▶ **WHAT TO WORK ON**:
1: In the passage about Alexey Kovalczuk, which ski resort did he help evacuate people from?
2: Please print the part of the passage about Alexey Kovalczuk that opens with the words containing "The latest group" and closes with "he told AFP.".

[start of TEXT PROVIDED]

The latest group would be driving to Ukraine that evening and were already at the centre, their morale high as they believed they were on the right side of history.
– Like grandfather, like grandson –
Alexey Kovalczuk, a Belarusian who for years has worked as a seasonal snowboard instructor in Ukraine, said he was feeling “a pleasant kind of anger, a war anger”.
Having helped evacuate people from the Bukovel ski resort in western Ukraine just after Russia invaded, he has already witnessed the conflict first-hand.
“I saw crying women, children. They were wiping the tears from their eyes. I saw burning fires,” said the 41-year-old who spent several years in the special forces.
“I saw these difficult situations there and I understand what’s happening now in Mariupol, Kharkiv, Kyiv and other cities because of friends and relatives,” he told AFP.
“I don’t understand how you can kill civilians. I don’t understand that,” he said.

[end of TEXT PROVIDED]
[start of GIVEN RECORDS]

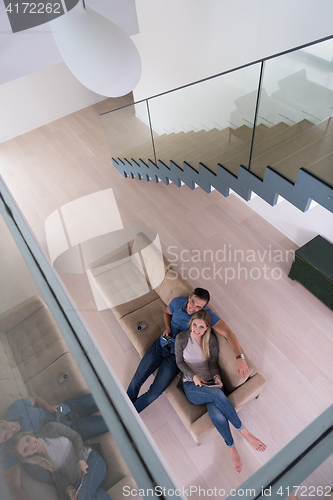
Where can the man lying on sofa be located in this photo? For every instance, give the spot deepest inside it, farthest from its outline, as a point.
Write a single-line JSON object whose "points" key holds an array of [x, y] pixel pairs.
{"points": [[162, 353], [33, 413]]}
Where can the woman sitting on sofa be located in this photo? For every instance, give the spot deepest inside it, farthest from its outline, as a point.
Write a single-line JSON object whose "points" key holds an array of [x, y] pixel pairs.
{"points": [[197, 352], [61, 451]]}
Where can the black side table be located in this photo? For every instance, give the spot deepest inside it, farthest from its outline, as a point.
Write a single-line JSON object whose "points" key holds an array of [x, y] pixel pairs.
{"points": [[313, 268]]}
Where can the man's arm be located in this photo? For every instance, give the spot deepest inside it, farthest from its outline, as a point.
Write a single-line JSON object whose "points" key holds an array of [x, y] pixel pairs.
{"points": [[13, 481], [41, 403], [222, 328], [167, 321]]}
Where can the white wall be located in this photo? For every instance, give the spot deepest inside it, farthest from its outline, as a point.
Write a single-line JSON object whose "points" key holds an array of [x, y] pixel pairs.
{"points": [[39, 98], [181, 41]]}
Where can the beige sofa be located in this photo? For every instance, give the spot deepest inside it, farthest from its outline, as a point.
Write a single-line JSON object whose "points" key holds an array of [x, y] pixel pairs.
{"points": [[33, 359], [148, 308]]}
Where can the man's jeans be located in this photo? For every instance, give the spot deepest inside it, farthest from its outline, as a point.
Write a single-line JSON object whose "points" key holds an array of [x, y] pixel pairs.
{"points": [[78, 411], [156, 356], [96, 472], [220, 409]]}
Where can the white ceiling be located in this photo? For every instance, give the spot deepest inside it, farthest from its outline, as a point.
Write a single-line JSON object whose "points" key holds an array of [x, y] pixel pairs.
{"points": [[32, 50]]}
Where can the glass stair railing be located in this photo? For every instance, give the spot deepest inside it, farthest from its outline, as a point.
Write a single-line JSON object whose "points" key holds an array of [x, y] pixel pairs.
{"points": [[265, 128]]}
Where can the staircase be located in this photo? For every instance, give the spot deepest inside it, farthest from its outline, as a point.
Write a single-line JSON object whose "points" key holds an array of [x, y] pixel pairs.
{"points": [[295, 161]]}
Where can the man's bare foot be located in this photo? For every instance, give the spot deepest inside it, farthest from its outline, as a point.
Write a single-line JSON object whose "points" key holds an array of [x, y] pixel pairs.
{"points": [[236, 460], [254, 442]]}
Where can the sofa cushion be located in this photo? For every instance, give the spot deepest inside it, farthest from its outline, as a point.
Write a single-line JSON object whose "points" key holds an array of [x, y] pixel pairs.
{"points": [[132, 305], [150, 314], [53, 391], [227, 363], [173, 286], [121, 284]]}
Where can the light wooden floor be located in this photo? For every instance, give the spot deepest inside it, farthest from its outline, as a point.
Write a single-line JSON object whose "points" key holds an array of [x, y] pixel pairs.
{"points": [[284, 329]]}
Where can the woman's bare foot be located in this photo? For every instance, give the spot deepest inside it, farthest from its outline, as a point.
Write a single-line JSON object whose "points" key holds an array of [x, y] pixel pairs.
{"points": [[254, 442], [236, 460]]}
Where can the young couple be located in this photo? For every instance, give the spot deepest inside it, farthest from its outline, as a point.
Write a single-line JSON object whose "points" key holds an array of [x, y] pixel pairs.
{"points": [[195, 353]]}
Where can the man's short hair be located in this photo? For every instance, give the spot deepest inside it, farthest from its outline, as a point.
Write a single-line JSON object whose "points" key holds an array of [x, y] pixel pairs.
{"points": [[202, 294]]}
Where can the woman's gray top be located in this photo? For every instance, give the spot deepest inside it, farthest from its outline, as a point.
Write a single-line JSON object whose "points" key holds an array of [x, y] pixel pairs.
{"points": [[191, 361]]}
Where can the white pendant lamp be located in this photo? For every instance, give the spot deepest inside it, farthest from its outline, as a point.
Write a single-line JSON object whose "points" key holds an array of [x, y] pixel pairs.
{"points": [[98, 53]]}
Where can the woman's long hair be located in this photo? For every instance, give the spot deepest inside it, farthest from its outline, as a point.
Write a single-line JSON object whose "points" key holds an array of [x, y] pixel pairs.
{"points": [[37, 459], [204, 339]]}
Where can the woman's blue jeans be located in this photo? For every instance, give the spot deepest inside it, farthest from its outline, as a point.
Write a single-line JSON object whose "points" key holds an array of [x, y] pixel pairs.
{"points": [[219, 407], [96, 473], [156, 356]]}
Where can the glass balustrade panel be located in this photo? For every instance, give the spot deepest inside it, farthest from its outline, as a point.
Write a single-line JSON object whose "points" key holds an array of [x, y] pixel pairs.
{"points": [[47, 378], [296, 105]]}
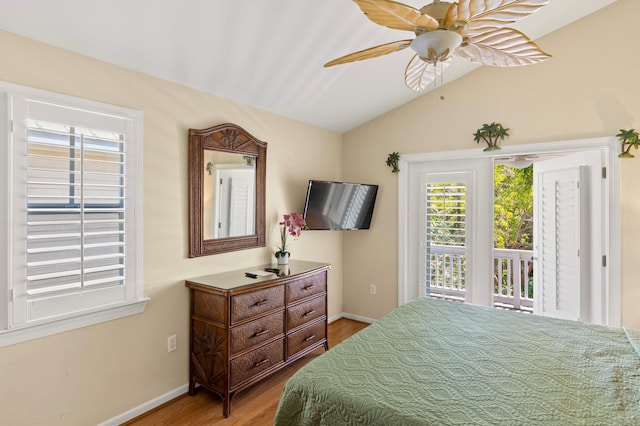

[end of GIVEN RECORDS]

▶ **TASK-BY-TASK ANSWERS**:
1: The Bukovel ski resort in western Ukraine.

2:
The latest group would be driving to Ukraine that evening and were already at the centre, their morale high as they believed they were on the right side of history.
– Like grandfather, like grandson –
Alexey Kovalczuk, a Belarusian who for years has worked as a seasonal snowboard instructor in Ukraine, said he was feeling “a pleasant kind of anger, a war anger”.
Having helped evacuate people from the Bukovel ski resort in western Ukraine just after Russia invaded, he has already witnessed the conflict first-hand.
“I saw crying women, children. They were wiping the tears from their eyes. I saw burning fires,” said the 41-year-old who spent several years in the special forces.
“I saw these difficult situations there and I understand what’s happening now in Mariupol, Kharkiv, Kyiv and other cities because of friends and relatives,” he told AFP.